==== SOURCE RECORDS

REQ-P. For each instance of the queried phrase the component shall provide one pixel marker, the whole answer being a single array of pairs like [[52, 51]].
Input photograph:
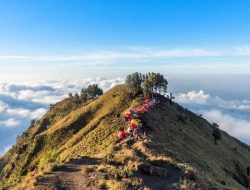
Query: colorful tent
[[122, 134]]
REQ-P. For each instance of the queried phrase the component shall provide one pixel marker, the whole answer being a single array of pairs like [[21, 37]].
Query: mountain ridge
[[179, 137]]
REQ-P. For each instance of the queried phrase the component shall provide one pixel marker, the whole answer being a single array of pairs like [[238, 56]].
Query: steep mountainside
[[74, 146]]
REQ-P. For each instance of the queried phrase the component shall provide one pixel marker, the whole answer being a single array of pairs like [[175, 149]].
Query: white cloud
[[11, 122], [239, 128], [231, 115], [193, 96]]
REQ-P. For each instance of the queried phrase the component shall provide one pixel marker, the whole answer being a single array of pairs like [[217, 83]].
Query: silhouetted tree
[[32, 122], [149, 83], [216, 133], [76, 98], [84, 95], [134, 80]]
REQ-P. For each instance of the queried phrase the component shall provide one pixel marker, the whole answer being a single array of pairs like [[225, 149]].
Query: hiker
[[156, 100], [128, 116], [146, 106], [152, 104], [147, 100], [134, 113], [130, 131], [122, 134], [138, 132]]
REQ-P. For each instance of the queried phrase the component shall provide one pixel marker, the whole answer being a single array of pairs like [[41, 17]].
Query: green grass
[[90, 130]]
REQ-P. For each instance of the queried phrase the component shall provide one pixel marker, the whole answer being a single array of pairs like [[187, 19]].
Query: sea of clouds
[[20, 103]]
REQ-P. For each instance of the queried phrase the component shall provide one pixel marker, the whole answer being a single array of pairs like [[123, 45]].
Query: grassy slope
[[77, 130]]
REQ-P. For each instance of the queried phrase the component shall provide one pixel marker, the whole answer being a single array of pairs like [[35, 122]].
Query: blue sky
[[51, 47], [107, 36]]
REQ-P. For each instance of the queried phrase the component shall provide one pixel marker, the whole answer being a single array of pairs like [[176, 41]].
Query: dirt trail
[[70, 177]]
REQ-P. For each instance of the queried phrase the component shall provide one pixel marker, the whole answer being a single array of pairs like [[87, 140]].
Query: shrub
[[102, 184], [49, 157], [119, 172], [88, 169], [189, 173]]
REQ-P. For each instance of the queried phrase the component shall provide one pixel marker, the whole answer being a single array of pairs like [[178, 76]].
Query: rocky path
[[70, 177]]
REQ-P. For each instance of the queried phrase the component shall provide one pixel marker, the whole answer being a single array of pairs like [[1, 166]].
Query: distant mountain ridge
[[74, 142]]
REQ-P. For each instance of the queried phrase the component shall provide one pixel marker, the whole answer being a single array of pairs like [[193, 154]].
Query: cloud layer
[[19, 103], [231, 115]]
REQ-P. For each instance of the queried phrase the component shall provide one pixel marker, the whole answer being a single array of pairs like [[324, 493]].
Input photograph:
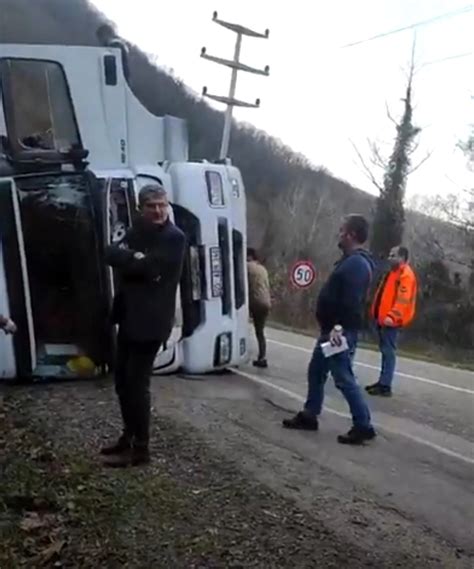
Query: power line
[[449, 58], [464, 10]]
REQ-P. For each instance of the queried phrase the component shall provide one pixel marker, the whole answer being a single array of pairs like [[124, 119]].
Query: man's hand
[[10, 327], [335, 336]]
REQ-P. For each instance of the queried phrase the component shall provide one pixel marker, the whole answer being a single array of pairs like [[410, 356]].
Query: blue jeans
[[340, 367], [388, 347]]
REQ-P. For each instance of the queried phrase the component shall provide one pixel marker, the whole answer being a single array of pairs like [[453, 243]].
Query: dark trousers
[[388, 338], [132, 384], [259, 317], [340, 367]]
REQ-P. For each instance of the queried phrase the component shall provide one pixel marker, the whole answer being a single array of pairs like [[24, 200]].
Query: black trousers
[[259, 317], [133, 368]]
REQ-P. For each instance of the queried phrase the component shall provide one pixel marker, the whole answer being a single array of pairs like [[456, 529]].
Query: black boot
[[357, 436], [123, 445], [301, 421], [377, 389]]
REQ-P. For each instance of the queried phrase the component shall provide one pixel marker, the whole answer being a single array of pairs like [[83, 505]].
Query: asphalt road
[[411, 490]]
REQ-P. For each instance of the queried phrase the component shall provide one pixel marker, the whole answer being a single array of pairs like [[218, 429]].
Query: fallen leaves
[[32, 522], [50, 552]]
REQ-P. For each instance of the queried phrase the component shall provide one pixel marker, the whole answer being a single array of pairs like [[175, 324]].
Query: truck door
[[17, 291]]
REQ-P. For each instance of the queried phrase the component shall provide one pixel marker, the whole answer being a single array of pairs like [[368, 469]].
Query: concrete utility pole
[[236, 66]]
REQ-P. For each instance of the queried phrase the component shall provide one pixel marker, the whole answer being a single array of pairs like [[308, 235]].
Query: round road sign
[[303, 274]]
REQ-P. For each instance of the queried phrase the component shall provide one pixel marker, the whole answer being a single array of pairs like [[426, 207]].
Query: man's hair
[[358, 226], [252, 253], [403, 253], [151, 192]]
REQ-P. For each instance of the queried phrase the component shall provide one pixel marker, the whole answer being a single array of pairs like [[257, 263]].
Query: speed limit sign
[[303, 274]]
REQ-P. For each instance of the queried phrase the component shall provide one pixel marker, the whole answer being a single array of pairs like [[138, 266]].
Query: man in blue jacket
[[339, 312]]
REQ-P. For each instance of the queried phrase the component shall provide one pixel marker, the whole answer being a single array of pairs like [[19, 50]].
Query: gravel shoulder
[[201, 504]]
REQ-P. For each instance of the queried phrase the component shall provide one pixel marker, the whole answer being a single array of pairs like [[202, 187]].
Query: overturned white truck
[[76, 145]]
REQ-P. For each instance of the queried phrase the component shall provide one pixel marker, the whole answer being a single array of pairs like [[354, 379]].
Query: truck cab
[[75, 139]]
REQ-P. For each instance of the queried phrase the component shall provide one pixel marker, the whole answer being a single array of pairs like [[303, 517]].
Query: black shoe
[[378, 389], [301, 421], [140, 455], [357, 436], [121, 446]]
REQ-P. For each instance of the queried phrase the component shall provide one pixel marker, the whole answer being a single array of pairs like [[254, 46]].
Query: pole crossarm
[[235, 64], [238, 29], [231, 101]]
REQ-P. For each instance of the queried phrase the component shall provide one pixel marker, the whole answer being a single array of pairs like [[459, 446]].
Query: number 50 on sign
[[303, 274]]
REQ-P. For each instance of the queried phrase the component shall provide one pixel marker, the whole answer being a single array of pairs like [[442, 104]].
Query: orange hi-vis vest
[[396, 297]]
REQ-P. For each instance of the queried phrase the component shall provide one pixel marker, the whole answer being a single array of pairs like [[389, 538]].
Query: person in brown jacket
[[259, 303], [7, 325]]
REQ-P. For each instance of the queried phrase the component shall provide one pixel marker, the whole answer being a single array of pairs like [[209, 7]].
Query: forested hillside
[[294, 208]]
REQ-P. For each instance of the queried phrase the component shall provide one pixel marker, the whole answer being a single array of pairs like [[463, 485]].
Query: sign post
[[303, 274]]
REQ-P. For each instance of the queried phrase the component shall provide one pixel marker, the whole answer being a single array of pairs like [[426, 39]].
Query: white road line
[[413, 438], [400, 374]]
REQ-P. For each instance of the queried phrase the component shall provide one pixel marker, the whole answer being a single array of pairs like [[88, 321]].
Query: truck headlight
[[215, 189], [217, 280], [223, 349]]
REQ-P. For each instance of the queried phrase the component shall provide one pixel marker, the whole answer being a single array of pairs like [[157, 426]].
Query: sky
[[321, 98]]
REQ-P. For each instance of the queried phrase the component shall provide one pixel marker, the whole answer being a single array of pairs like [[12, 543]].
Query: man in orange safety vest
[[393, 308]]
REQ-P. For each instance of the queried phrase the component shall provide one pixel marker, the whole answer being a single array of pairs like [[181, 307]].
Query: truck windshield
[[63, 262], [39, 110]]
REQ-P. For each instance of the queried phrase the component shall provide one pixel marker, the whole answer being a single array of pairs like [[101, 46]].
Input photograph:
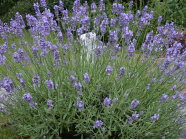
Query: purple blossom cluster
[[28, 98], [49, 104], [107, 101], [80, 104], [155, 117]]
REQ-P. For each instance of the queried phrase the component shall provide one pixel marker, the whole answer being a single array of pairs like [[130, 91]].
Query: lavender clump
[[23, 83], [36, 80], [50, 84], [80, 104], [121, 73], [49, 104], [135, 116], [115, 100], [27, 97], [86, 78], [79, 88], [155, 117], [108, 70], [134, 103], [164, 98], [98, 124], [148, 86], [107, 102]]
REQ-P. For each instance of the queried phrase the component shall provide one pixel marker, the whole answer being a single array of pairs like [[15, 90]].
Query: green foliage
[[170, 10], [7, 132]]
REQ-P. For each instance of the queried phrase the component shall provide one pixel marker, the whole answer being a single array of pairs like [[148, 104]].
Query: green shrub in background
[[56, 91], [171, 10]]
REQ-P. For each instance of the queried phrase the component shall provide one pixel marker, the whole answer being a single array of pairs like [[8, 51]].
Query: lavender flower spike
[[107, 102], [135, 116], [36, 80], [50, 84], [155, 117], [108, 70], [86, 78], [98, 124], [80, 105], [50, 105], [134, 103], [27, 97]]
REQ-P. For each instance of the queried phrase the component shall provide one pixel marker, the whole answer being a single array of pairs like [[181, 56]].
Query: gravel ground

========

> **WHAT TO DO**
Nothing but the lines from the one with "like [[8, 51]]." through the last line of the records above should be retyped, and those word for word.

> **REPLY TO THE TASK**
REQ-P. For each instance of the queried phrase the component shall provide one pixel marker, the whole answer being a single array of pairs like [[8, 51]].
Query: lavender flower spike
[[107, 102], [135, 116], [36, 80], [50, 84], [155, 117], [108, 70], [86, 78], [98, 124], [80, 105], [50, 105], [134, 103], [27, 97]]
REQ-P. For each instance of the queried phrase the component shall provide one pixel marker, the whole answer being a single array of pairs like [[181, 56]].
Query: gravel ground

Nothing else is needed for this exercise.